*PROVIDED RECORDS*.

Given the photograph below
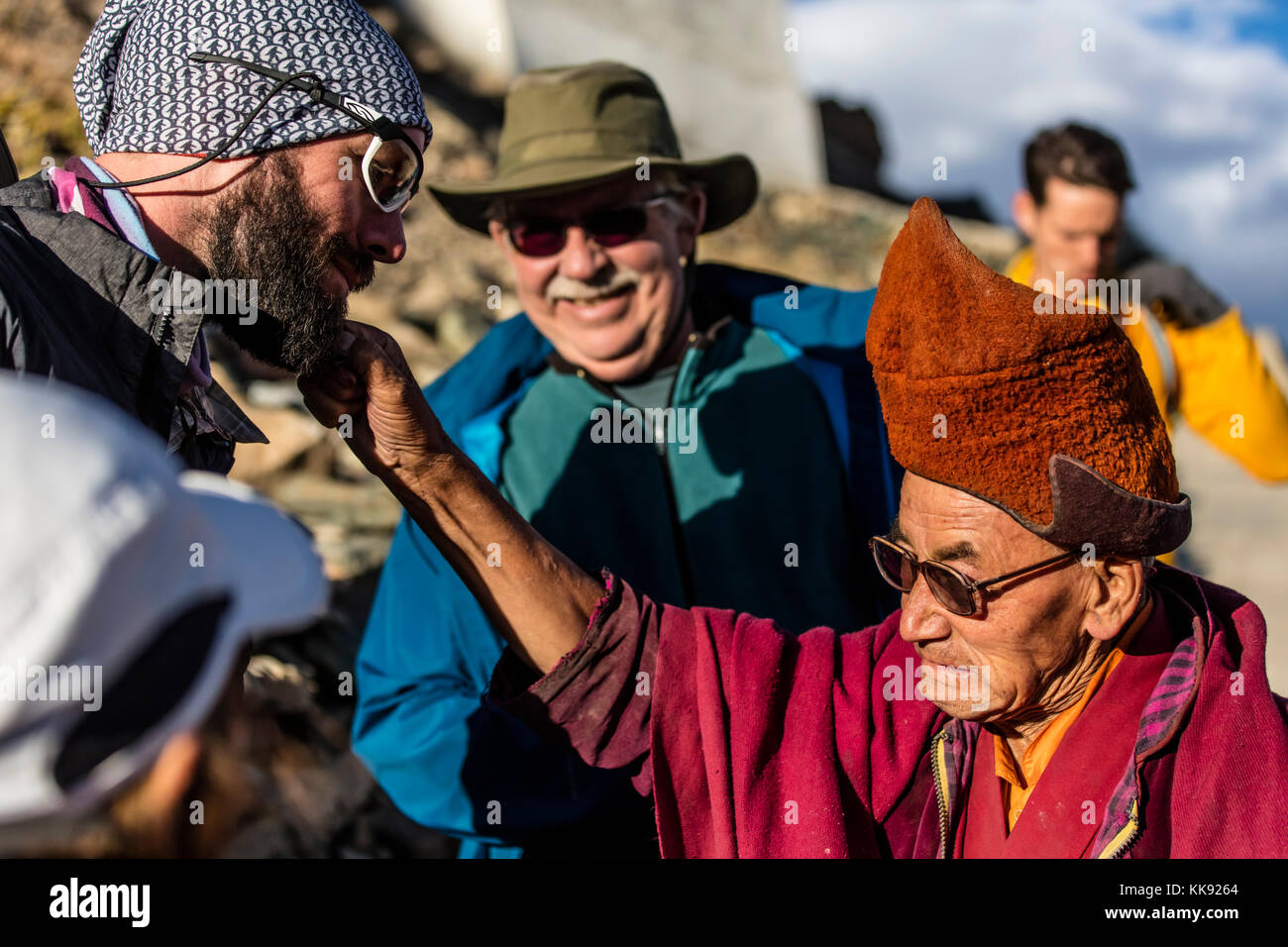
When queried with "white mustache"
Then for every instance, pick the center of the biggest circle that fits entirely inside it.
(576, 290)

...

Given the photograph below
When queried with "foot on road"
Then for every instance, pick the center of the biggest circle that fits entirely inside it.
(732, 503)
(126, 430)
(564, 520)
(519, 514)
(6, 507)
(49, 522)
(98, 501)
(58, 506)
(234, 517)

==

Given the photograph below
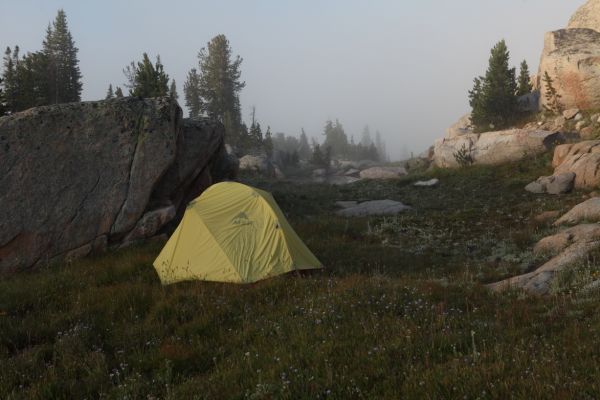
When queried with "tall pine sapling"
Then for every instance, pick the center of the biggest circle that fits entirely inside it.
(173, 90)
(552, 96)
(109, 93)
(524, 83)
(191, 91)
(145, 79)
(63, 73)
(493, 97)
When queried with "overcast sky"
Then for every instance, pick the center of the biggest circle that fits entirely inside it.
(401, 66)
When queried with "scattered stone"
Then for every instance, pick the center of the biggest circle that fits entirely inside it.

*TASK DESCRIPTION*.
Check which lines of the entries hold the word "When", then please give only how many there are.

*EXERCISE SOLUTION*.
5